Dataset items
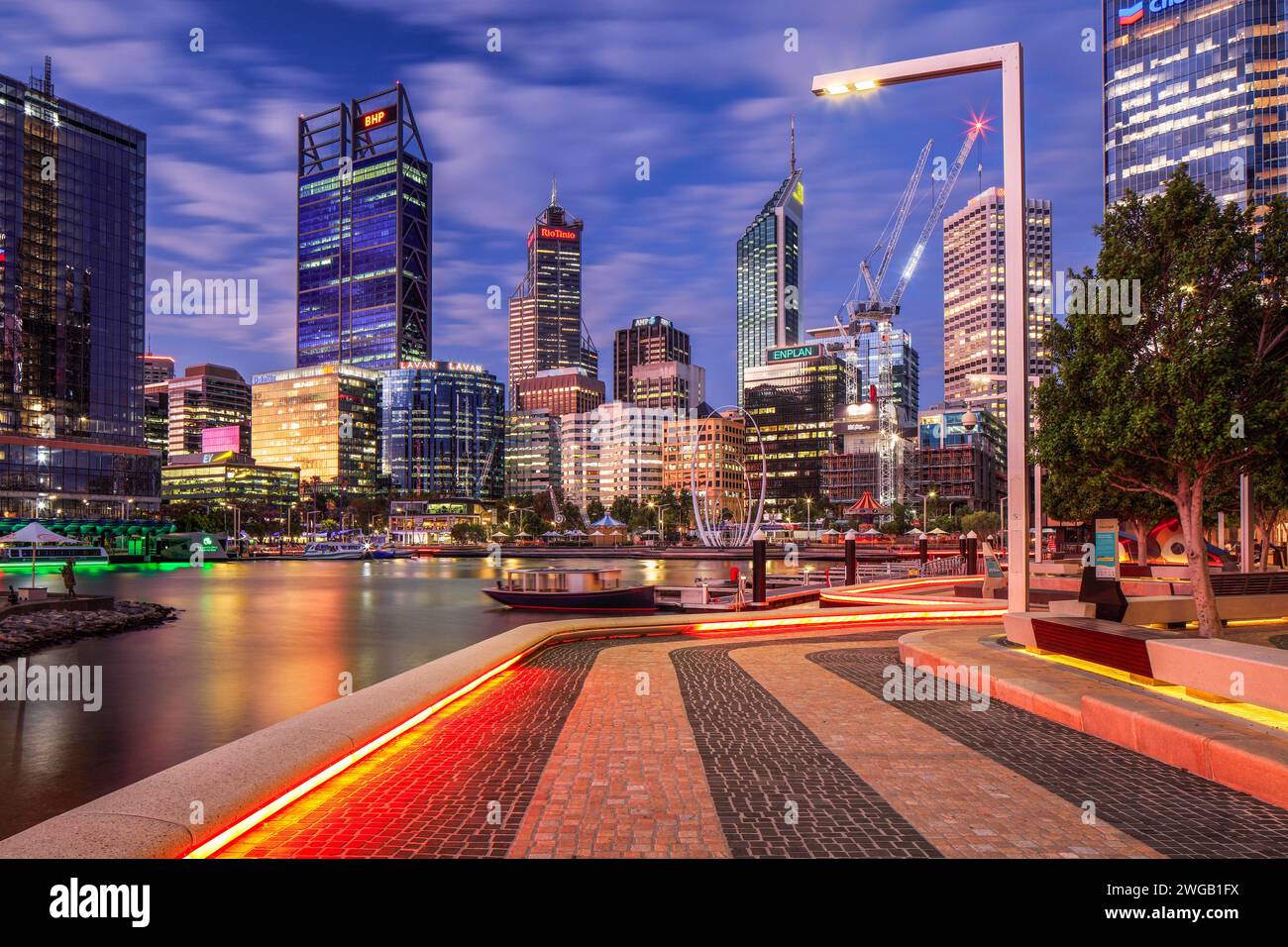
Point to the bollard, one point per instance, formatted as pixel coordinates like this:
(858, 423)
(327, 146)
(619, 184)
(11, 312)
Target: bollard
(758, 567)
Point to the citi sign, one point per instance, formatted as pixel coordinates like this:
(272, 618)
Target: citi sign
(1133, 13)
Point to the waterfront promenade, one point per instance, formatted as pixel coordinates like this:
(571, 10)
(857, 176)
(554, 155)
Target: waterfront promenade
(725, 736)
(755, 745)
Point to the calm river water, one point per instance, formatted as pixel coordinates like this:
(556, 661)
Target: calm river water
(256, 643)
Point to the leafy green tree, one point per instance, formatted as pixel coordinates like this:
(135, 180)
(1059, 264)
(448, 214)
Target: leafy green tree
(1080, 492)
(469, 532)
(982, 522)
(1192, 386)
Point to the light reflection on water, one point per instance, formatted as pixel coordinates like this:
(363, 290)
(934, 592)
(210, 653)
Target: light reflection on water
(257, 643)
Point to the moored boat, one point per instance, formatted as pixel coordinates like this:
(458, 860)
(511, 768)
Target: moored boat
(572, 590)
(335, 551)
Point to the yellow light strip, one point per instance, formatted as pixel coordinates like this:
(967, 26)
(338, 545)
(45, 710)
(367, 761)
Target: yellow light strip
(1239, 709)
(269, 809)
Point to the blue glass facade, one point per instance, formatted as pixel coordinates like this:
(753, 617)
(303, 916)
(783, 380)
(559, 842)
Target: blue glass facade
(769, 277)
(443, 431)
(364, 227)
(1202, 82)
(72, 222)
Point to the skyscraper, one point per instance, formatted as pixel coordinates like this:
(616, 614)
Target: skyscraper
(561, 390)
(975, 299)
(364, 235)
(442, 431)
(647, 341)
(322, 420)
(72, 191)
(794, 398)
(1197, 81)
(769, 273)
(206, 395)
(546, 329)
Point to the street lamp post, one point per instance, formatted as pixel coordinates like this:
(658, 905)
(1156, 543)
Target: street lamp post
(1010, 59)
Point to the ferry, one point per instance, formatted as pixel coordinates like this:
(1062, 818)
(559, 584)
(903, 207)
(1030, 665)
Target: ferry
(336, 551)
(572, 590)
(20, 557)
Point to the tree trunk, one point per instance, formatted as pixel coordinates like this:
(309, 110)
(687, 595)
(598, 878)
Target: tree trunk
(1190, 509)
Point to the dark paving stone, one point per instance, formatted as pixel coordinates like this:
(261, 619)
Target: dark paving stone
(759, 758)
(1172, 810)
(426, 795)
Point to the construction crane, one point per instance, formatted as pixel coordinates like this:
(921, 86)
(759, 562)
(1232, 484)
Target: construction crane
(872, 313)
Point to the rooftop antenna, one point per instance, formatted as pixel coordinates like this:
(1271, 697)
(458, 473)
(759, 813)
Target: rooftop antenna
(793, 166)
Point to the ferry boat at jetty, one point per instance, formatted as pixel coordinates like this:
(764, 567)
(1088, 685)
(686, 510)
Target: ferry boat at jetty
(20, 557)
(336, 551)
(572, 590)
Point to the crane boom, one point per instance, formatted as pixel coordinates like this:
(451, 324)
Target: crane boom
(932, 219)
(902, 211)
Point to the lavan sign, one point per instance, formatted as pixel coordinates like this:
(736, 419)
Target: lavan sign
(1133, 13)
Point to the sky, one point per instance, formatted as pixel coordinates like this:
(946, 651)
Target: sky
(580, 90)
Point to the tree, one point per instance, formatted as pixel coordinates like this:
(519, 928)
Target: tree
(982, 522)
(469, 532)
(1078, 492)
(1189, 386)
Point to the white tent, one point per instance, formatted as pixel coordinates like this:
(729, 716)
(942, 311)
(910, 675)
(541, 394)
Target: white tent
(37, 535)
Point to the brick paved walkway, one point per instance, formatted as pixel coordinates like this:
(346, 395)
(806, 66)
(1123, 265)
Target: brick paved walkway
(761, 746)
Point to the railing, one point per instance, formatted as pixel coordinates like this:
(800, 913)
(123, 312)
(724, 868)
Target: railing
(945, 566)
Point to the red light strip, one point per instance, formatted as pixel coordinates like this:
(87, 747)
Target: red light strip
(218, 841)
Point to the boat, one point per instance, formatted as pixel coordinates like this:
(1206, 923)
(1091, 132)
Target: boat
(336, 551)
(20, 557)
(572, 590)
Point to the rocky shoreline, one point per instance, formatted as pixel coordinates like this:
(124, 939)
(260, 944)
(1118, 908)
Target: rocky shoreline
(26, 633)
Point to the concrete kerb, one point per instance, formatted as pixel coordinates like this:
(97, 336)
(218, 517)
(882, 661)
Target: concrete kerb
(154, 818)
(1237, 754)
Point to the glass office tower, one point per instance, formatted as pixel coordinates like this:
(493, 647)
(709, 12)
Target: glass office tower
(442, 431)
(364, 231)
(794, 397)
(769, 274)
(72, 189)
(1202, 82)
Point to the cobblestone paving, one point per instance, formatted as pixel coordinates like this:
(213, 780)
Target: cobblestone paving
(432, 791)
(1175, 812)
(965, 804)
(778, 789)
(625, 779)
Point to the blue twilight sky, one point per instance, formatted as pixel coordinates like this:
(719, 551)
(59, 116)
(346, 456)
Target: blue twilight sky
(580, 89)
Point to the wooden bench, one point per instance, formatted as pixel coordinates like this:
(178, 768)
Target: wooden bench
(1100, 642)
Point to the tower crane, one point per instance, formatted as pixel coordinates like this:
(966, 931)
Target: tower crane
(872, 313)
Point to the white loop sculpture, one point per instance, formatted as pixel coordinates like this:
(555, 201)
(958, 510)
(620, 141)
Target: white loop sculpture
(715, 536)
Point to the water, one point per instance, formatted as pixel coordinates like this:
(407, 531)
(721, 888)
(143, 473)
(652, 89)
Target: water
(256, 643)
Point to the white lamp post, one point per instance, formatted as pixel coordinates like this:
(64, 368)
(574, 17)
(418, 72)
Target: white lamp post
(1010, 59)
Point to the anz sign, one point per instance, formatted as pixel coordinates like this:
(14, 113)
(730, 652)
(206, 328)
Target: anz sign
(1129, 14)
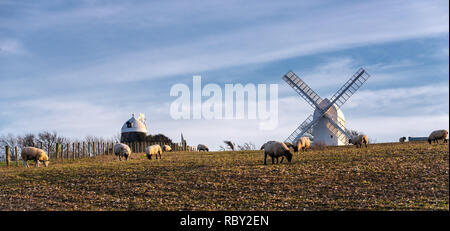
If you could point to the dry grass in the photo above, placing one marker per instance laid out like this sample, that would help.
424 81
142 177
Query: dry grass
407 176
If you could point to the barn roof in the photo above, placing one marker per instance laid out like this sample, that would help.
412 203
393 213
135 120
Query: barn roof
134 125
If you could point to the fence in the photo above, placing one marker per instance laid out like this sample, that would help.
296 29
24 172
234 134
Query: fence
72 151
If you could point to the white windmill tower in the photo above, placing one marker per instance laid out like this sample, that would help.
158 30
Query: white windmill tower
327 124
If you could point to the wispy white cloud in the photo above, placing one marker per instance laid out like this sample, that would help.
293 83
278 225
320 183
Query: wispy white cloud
11 47
298 35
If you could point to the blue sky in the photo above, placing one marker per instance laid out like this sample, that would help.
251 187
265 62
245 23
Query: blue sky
82 67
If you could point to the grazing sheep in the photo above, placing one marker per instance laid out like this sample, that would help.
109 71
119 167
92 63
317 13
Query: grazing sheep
275 150
153 150
202 147
303 144
36 154
437 135
290 145
264 145
122 150
166 148
358 140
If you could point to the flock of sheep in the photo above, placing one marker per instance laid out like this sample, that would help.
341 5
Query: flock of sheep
274 149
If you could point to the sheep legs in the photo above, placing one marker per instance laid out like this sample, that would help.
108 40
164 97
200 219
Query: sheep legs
25 163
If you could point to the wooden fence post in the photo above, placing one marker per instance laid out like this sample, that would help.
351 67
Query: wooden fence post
78 151
17 156
62 151
49 150
57 151
73 151
84 149
8 158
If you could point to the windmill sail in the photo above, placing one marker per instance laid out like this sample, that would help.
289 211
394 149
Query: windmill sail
305 127
302 89
333 124
338 129
350 87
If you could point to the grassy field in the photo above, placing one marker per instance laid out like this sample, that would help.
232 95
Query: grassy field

[Aim]
Copy all of the data above word for word, and leave the pictures out of your copy.

[Response to this task]
Point to the bollard, one point per instance, formatted as pixel coordinates like this:
(858, 423)
(327, 146)
(619, 184)
(11, 312)
Target: bollard
(758, 567)
Point to the citi sign, one point per instance, formatted as pixel coordinates like this:
(272, 618)
Target: citi sign
(1133, 13)
Point to the waterfront promenade, one point per instance, formatted as pixel coordinates like this:
(571, 10)
(857, 176)
(554, 155)
Target: waterfront promenade
(725, 736)
(755, 745)
Point to the calm river water, one point per instance, formatted as pixel coordinates like this:
(556, 661)
Target: calm river water
(256, 643)
Point to the leafy green tree, one point per instance, formatted as pixel coordinates like this:
(135, 180)
(1059, 264)
(448, 214)
Target: leafy green tree
(1080, 492)
(469, 532)
(982, 522)
(1192, 386)
Point to the light reflection on water, one point per instance, formatted as pixel coordinates like this:
(363, 290)
(934, 592)
(210, 653)
Target: light reflection on water
(257, 643)
Point to the moored boat, one point per instance, formatted as pixel coordinates like this:
(458, 860)
(511, 768)
Target: moored boat
(572, 590)
(335, 551)
Point to the yellow light strip, one point per instance, formatted as pixel coordinates like this:
(967, 26)
(338, 545)
(45, 710)
(367, 761)
Target: yellow light strip
(1239, 709)
(269, 809)
Point to the blue glass facade, one point per instance, formatted as pixel coordinates like this:
(753, 617)
(303, 916)
(783, 380)
(559, 842)
Target: blue glass facade
(769, 277)
(443, 431)
(364, 227)
(1202, 82)
(72, 222)
Point to the skyscraper, one point per instance, formatted as pixel coordinates like this:
(616, 614)
Target: skyscraper
(561, 390)
(975, 299)
(364, 235)
(442, 431)
(647, 341)
(322, 420)
(72, 191)
(794, 398)
(1197, 81)
(769, 273)
(206, 395)
(546, 329)
Point to the street lamp post, one point per instance, formatted as pixel coordinates like this:
(658, 905)
(1156, 543)
Target: street lamp post
(1010, 59)
Point to the ferry, one point per instance, formatted as pixel coordinates like this:
(1062, 818)
(559, 584)
(903, 207)
(1030, 665)
Target: ferry
(336, 551)
(572, 590)
(20, 557)
Point to the tree trunk, one point per instance, formatted as pixel coordinates like this:
(309, 110)
(687, 595)
(598, 878)
Target: tree trunk
(1190, 509)
Point to the dark paving stone, one point per instance, formatted as pixel coordinates like this:
(261, 619)
Target: dark paving stone
(759, 758)
(1172, 810)
(426, 795)
Point to the construction crane, one point per instance, formatted as pixel coordinates like this:
(921, 86)
(759, 562)
(1232, 484)
Target: construction crane
(872, 313)
Point to the rooftop antenna, one point per instance, formatted as pixel coordinates like this:
(1271, 697)
(458, 473)
(759, 813)
Target: rooftop antenna
(793, 166)
Point to the ferry boat at jetty, one point per instance, formatted as pixel coordinates like this:
(764, 567)
(1088, 685)
(686, 510)
Target: ferry boat at jetty
(20, 557)
(336, 551)
(572, 590)
Point to the crane boom, one point per instance, formatted as pixel coordinates like this:
(451, 324)
Target: crane boom
(932, 219)
(902, 211)
Point to the lavan sign, one point per instance, formatted as pixel coordinates like this:
(736, 419)
Target: lavan sign
(1133, 13)
Point to the sky, one point per instance, formatted as pixel coordinates like this:
(946, 651)
Target: sky
(580, 90)
Point to the tree, one point per instance, formatted as pixel coordinates like this:
(519, 928)
Target: tree
(982, 522)
(469, 532)
(1078, 492)
(1189, 386)
Point to the white tent, one point per instance, formatted as pixel coordinates like this:
(729, 716)
(942, 311)
(910, 675)
(541, 394)
Target: white tent
(37, 535)
Point to the brick paved walkway, one point per instance, formatted as pixel coordinates like this:
(346, 395)
(806, 66)
(1123, 265)
Target: brick paved walkway
(761, 746)
Point to the railing, one point per instance, formatted as pixel coordinates like this:
(800, 913)
(123, 312)
(724, 868)
Target: railing
(945, 566)
Point to the red light strip, one point per instance, formatted as pixel coordinates like this:
(87, 747)
Target: red light strip
(218, 841)
Point to the boat, one point per instance, formatted as pixel coordinates like this:
(1206, 923)
(1091, 132)
Target: boat
(336, 551)
(20, 557)
(572, 590)
Point to the rocky shoreline, one point per instance, formatted as pixel coordinates like this:
(124, 939)
(260, 944)
(1118, 908)
Target: rocky shoreline
(26, 633)
Point to the concrete kerb, one point per instance, formatted as pixel coordinates like this:
(97, 336)
(218, 517)
(882, 661)
Target: concrete kerb
(154, 818)
(1237, 754)
Point to the glass office tower, one point per instance, formatted as pixel coordinates like this:
(493, 647)
(709, 12)
Target: glass office tower
(442, 431)
(364, 231)
(794, 397)
(769, 274)
(72, 189)
(1202, 82)
Point to the cobblestone paving, one point per instance, formatted as pixel coordinates like this:
(213, 780)
Target: cobblestone paving
(432, 791)
(1175, 812)
(965, 804)
(778, 789)
(625, 779)
Point to the blue twilight sky, one point per instance, formatted as pixel coordinates like this:
(719, 551)
(59, 116)
(346, 456)
Target: blue twilight sky
(580, 89)
Point to the wooden bench, one point per instance, formatted as pixel coordinates like this:
(178, 768)
Target: wooden bench
(1100, 642)
Point to the tower crane, one point per instance, formatted as pixel coordinates like this:
(966, 931)
Target: tower crane
(872, 313)
Point to the white loop sculpture, one point per instance, formatted as pixel coordinates like this:
(555, 201)
(958, 510)
(620, 141)
Target: white loop sculpture
(715, 536)
Point to the water, one point per instance, formatted as pixel coordinates like this:
(407, 531)
(721, 888)
(143, 473)
(652, 89)
Target: water
(256, 643)
Point to the white lamp post, one point per instance, formatted as pixel coordinates like this:
(64, 368)
(574, 17)
(418, 72)
Target: white lamp post
(1010, 59)
Point to the anz sign, one point per instance, formatted as pixel coordinates like this:
(14, 113)
(730, 652)
(206, 328)
Target: anz sign
(1129, 14)
If you could point to the dry grass in the photo above, placing one marker per instance laid out like this sample, that would help.
424 81
142 177
Query: dry grass
407 176
If you could point to the barn roof in the photo above, placing one marker per instance laid out like this sample, that would help.
412 203
393 213
135 120
Query: barn roof
134 125
If you could point to the fence in the photo above, placing one marker per instance laid out like this sample, that would help.
296 29
24 172
234 134
Query: fence
72 151
If you could point to the white windmill tower in the photo above, placing one marker per instance laid out like this sample, that would help.
158 30
Query: white windmill tower
327 124
If you could point to the wispy white cloud in the photo above, placing one marker per instance laid out like this sample, that would help.
293 83
278 225
320 183
Query: wispy white cloud
11 47
298 35
If you could point to the blue sky in the photo above, placing one marker per instance laid out like this sample, that would help.
251 187
265 62
245 23
Query: blue sky
82 67
If you could point to the grazing sheep in the photo above, placing one marker per instance laid out like this sample, that would help.
109 71
119 167
92 63
317 13
Query: grazing sheep
275 150
153 150
202 147
303 144
36 154
437 135
290 145
264 145
122 150
166 148
358 140
If you could point to the flock of sheep in the photo above, placing one marker per instance laid out like this sample, that would help.
341 5
Query: flock of sheep
274 149
If you could point to the sheep legs in the photo above, placing one marker per instance laid out like this sample, that would help.
108 40
164 97
200 219
Query: sheep legs
25 163
If you could point to the wooden fence post in the photo above, placing one marker per instance laid out like this sample, that would help.
351 67
Query: wooden fence post
78 151
17 156
62 151
49 150
57 151
73 151
84 149
8 158
If you could point to the windmill sail in the photo above, placing one marker per instance laid out like this sample, that would help.
289 211
394 149
Query: windmill sail
305 127
302 89
333 124
338 129
350 87
If you could point to the grassy field in the photo above, placing one marker per instance laid out like this sample, that would help.
232 95
Query: grassy field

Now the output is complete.